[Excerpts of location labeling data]
___

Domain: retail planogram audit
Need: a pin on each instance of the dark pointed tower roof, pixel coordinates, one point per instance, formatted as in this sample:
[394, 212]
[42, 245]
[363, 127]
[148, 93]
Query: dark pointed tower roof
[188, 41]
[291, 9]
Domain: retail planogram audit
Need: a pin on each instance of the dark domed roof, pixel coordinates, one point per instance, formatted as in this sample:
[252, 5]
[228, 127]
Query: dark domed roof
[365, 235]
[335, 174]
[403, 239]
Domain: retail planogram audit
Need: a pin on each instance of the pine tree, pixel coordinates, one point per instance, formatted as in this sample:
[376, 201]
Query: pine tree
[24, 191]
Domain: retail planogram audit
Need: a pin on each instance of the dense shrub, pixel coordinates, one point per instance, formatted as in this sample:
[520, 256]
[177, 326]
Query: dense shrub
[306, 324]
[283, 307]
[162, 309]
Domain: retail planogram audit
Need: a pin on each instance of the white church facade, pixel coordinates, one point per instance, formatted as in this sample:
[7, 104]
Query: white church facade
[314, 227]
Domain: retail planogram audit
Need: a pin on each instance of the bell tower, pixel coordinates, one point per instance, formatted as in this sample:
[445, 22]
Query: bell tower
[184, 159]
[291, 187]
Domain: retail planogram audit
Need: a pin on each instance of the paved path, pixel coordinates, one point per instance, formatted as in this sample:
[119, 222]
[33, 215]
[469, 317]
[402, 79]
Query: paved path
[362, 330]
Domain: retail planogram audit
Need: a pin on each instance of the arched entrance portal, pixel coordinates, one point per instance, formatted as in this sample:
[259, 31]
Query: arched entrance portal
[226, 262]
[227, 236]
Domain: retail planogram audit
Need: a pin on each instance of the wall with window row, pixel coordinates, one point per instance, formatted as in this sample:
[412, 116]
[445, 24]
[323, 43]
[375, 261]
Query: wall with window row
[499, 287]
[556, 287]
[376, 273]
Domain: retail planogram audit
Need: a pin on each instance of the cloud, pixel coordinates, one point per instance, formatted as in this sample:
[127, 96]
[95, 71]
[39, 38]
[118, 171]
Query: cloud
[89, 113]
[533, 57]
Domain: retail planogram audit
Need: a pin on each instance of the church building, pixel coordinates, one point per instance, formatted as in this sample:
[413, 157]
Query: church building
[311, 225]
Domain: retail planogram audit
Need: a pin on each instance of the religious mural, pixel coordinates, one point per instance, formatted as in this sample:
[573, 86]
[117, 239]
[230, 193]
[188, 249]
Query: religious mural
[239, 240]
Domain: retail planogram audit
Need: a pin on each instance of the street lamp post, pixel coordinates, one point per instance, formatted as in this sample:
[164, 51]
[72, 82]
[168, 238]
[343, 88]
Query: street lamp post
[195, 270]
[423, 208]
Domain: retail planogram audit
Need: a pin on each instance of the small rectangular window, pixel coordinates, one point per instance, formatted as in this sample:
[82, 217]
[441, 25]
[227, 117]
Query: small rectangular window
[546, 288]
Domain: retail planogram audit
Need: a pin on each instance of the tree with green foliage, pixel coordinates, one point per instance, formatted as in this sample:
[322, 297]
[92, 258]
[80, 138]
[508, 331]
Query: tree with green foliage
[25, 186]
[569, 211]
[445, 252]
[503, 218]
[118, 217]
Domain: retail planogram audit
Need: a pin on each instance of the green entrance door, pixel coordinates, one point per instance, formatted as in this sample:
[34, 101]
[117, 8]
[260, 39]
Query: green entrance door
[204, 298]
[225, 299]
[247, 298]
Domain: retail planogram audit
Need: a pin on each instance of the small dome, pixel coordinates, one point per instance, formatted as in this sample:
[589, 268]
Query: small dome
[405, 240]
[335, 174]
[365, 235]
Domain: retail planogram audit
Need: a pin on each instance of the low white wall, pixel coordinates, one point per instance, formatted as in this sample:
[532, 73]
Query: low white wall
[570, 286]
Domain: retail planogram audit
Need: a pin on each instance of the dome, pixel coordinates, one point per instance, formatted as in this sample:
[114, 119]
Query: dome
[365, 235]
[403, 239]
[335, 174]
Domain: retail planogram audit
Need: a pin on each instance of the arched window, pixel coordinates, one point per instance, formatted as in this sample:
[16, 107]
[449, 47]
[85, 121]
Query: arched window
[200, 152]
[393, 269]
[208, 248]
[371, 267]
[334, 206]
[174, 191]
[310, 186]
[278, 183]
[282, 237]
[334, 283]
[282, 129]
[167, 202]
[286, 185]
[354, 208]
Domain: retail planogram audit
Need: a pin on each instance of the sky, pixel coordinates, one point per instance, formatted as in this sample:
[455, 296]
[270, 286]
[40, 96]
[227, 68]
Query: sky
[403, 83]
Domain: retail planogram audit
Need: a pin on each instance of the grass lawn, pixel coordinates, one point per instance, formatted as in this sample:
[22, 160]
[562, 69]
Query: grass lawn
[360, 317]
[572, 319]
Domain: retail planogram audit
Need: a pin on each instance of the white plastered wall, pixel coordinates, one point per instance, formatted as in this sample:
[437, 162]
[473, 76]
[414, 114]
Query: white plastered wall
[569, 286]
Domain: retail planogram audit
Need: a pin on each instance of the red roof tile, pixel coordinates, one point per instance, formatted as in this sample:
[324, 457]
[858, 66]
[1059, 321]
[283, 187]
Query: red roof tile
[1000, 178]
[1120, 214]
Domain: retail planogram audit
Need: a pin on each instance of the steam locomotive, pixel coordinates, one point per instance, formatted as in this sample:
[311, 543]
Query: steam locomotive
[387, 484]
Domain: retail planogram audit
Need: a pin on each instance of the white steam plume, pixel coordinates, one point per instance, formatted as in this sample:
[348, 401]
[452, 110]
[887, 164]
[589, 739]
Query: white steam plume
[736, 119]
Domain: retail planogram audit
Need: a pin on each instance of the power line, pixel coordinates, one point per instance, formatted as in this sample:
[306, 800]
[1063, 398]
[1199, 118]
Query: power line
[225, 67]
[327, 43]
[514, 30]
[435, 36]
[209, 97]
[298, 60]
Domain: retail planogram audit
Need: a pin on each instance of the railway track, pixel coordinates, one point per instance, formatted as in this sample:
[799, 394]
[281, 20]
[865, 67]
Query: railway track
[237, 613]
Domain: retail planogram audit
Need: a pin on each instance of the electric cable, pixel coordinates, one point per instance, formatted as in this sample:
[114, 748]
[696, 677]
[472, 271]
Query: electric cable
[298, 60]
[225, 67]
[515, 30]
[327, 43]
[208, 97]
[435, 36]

___

| GIVEN PROBLEM |
Set down every record above exactly as given.

| ANSWER FOR THE TASK |
Domain: retail planogram audit
Need: a pin on each instance of the dark pointed tower roof, pixel coordinates, one point per instance, formatted as in this sample:
[394, 212]
[42, 245]
[363, 127]
[148, 93]
Query: dark pointed tower roof
[188, 41]
[291, 9]
Domain: retail planogram audit
Need: a pin on each instance of the dark domed roof, pixel coordinates, one point per instance, formatted as in this sample:
[252, 5]
[228, 127]
Query: dark domed roof
[365, 235]
[335, 174]
[403, 239]
Domain: retail planogram audit
Need: a pin on each instance of the pine tree, pixel coordinates, one point per instance, formatted as in this sample:
[376, 201]
Query: pine tree
[24, 191]
Domain: retail planogram audit
Need: a pin on each instance of the dense shrub, pixel coordinates, one point per instance, formatted as in this sample:
[520, 256]
[177, 326]
Query: dense shrub
[306, 324]
[283, 307]
[162, 309]
Domain: retail planogram audit
Need: a pin on each instance of the white church facade, pixel coordinates, one point per instance, formatted as in this sample:
[7, 104]
Query: white church facade
[314, 227]
Domain: retail planogram audit
Need: a pin on each instance of the bell tower, pixel coordinates, one point per instance, formatted as in this sample:
[445, 22]
Query: bell tower
[184, 159]
[291, 187]
Domain: retail planogram audit
Need: a pin on each instance of the paved path, pixel coordinates, one point per instance, formatted as in this sample:
[119, 222]
[33, 215]
[469, 317]
[402, 79]
Query: paved path
[362, 330]
Domain: retail planogram audit
Need: a pin on each instance of the arched entrance portal, pixel coordinates, one point per instance, formatted as in this sample:
[259, 31]
Query: arched entrance portal
[226, 262]
[227, 236]
Domain: retail planogram audit
Need: a pin on each instance of the wall with window row, pixel coordinates, one point per instance, formatted as in this sample:
[412, 116]
[445, 24]
[323, 43]
[375, 261]
Query: wall with window row
[499, 287]
[556, 287]
[376, 273]
Domain: retail planogram audit
Need: a pin on each instance of the cloud, pixel coordinates, one point per instance, formatted as in this sample:
[127, 96]
[95, 71]
[39, 38]
[118, 171]
Query: cloud
[89, 113]
[533, 57]
Domain: retail planogram audit
Need: a pin on each instance of the church building, pixel coordinates, one point per instance, formatted as in this sample:
[413, 157]
Query: church building
[311, 225]
Domain: retail planogram audit
Need: a pin on each instance of the religious mural, pixel coordinates, one point per instance, formatted as in this sample:
[573, 86]
[117, 239]
[230, 193]
[188, 249]
Query: religious mural
[239, 240]
Domain: retail planogram audit
Need: a pin on each instance of the street lamp post, pixel coordinates, one point per instance, formatted as in this sample:
[164, 51]
[72, 82]
[168, 238]
[343, 88]
Query: street lamp post
[195, 270]
[423, 208]
Domain: retail planogram audit
Need: a pin on each instance of the small rectangular window, pixel coordinates, one point per instance, formatted as in this sample:
[82, 217]
[441, 25]
[227, 117]
Query: small rectangular window
[546, 288]
Domain: retail planogram audit
Need: a pin on each instance of the tree with green foliage, pixel coordinates, one point per instance, formatted as in this sample:
[322, 297]
[92, 258]
[80, 138]
[508, 331]
Query: tree with green foliage
[25, 186]
[569, 211]
[445, 252]
[503, 218]
[118, 217]
Domain: retail planogram audit
Need: a pin on each instance of the green entrance door, pixel coordinates, one point per instance, formatted as in this sample:
[34, 101]
[117, 8]
[260, 39]
Query: green entrance door
[204, 298]
[225, 299]
[247, 298]
Domain: retail planogram audit
Need: a pin on each instance of the small dome, pixel coordinates, one point per instance, formatted as in this sample:
[589, 268]
Query: small dome
[405, 240]
[335, 174]
[365, 235]
Domain: retail planogram audit
Need: a pin on each instance of the low white wall, pixel coordinates, one point per instance, formatted as in this sample:
[532, 73]
Query: low white wall
[570, 286]
Domain: retail planogram audit
Need: a pin on each instance of the dome, pixel coordinates, one point per instance, formatted as in this sample:
[114, 119]
Query: dome
[365, 235]
[403, 239]
[335, 174]
Domain: retail planogram audit
Need: a pin on each instance of the arched window, pixel coordinates, one point per instance, formatted as in this sample:
[16, 107]
[449, 47]
[85, 121]
Query: arched window
[200, 152]
[393, 269]
[208, 248]
[371, 267]
[334, 206]
[174, 191]
[310, 186]
[278, 183]
[282, 237]
[334, 283]
[282, 129]
[167, 202]
[286, 185]
[354, 208]
Domain: retail planogram audit
Need: a pin on each instance of the sky, pixel coordinates, one point per instance, formatted as in this sample:
[455, 296]
[270, 286]
[40, 96]
[227, 68]
Query: sky
[403, 83]
Domain: retail planogram audit
Need: a pin on each instance of the grass lawn, pixel coordinates, one point per instance, formatted as in this sample:
[22, 160]
[562, 69]
Query: grass lawn
[360, 317]
[572, 319]
Domain: retail planogram audit
Need: a pin on each instance of the white plastered wall, pixel coordinates, one point per instance, formatted as in this sample:
[437, 162]
[473, 76]
[414, 114]
Query: white plastered wall
[569, 286]
Domain: retail planogram audit
Need: a pin on each instance of the red roof tile, pixel coordinates, one point per instance, formatted as in this sample:
[324, 457]
[858, 66]
[1059, 321]
[283, 187]
Query: red roof tile
[1000, 178]
[1120, 214]
Domain: retail planogram audit
Need: a pin on each instance of the steam locomotive, pixel coordinates, one point per instance, formatted as in this sample:
[311, 543]
Query: steam locomotive
[387, 484]
Domain: retail planogram audit
Need: a pin on each instance of the white steam plume, pixel coordinates, one point per instance, formatted as in this sample:
[348, 401]
[452, 110]
[887, 164]
[589, 739]
Query: white steam plume
[736, 119]
Domain: retail planogram audit
Need: a pin on each instance of the power line, pixel coordinates, one point per instance, formatted as in this sample:
[306, 800]
[1063, 398]
[1199, 118]
Query: power line
[225, 67]
[327, 43]
[514, 30]
[435, 36]
[209, 97]
[298, 60]
Domain: retail planogram audit
Need: a pin on each instance of the railway track, pixel coordinates, one point per instance, formatted as in this sample:
[799, 394]
[281, 20]
[865, 67]
Query: railway track
[237, 613]
Domain: retail planogram audit
Need: a pin on each instance of the electric cable, pixel coordinates, one point per instance, formatted as in this sample:
[114, 748]
[696, 677]
[472, 271]
Query: electric cable
[298, 60]
[225, 67]
[515, 30]
[327, 43]
[208, 97]
[435, 36]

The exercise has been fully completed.